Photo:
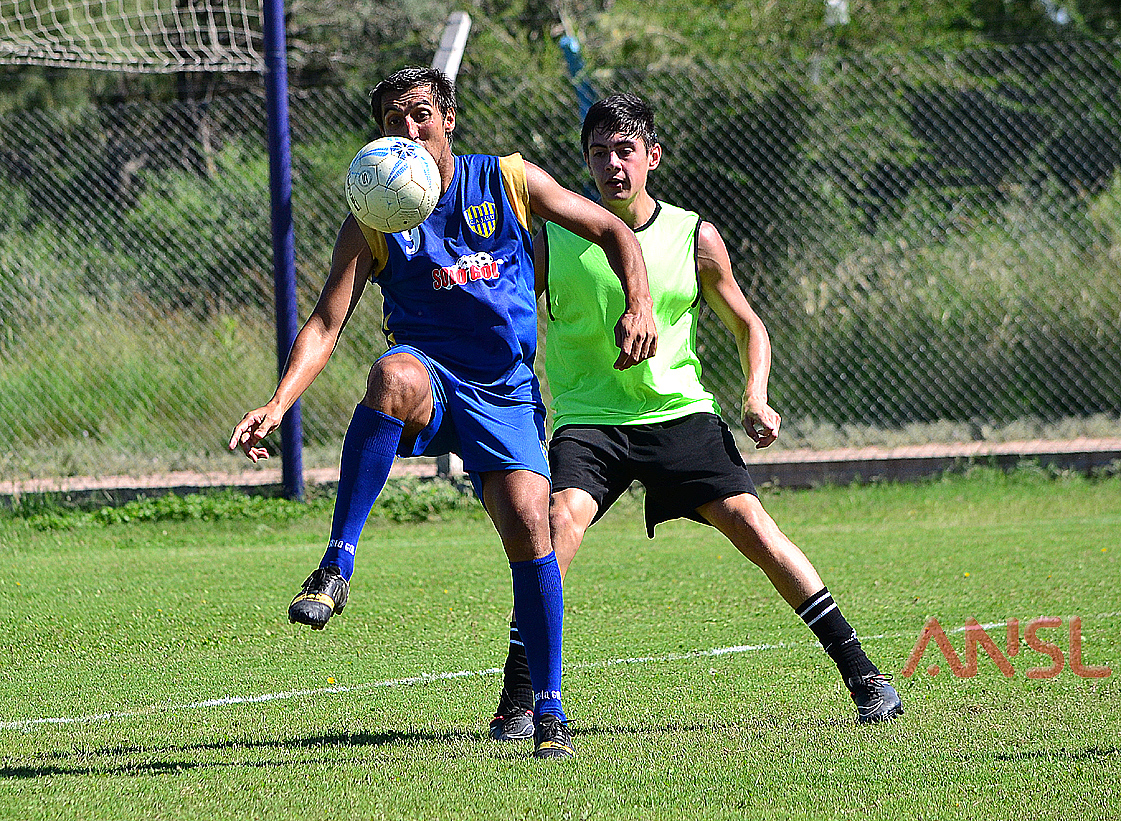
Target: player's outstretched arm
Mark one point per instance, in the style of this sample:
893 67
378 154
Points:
723 294
350 267
636 334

> Short problem
Please locate each line in the items that contains the word "sample", and copy those lines out.

> Reply
Mark one point per instance, in the style of this sample:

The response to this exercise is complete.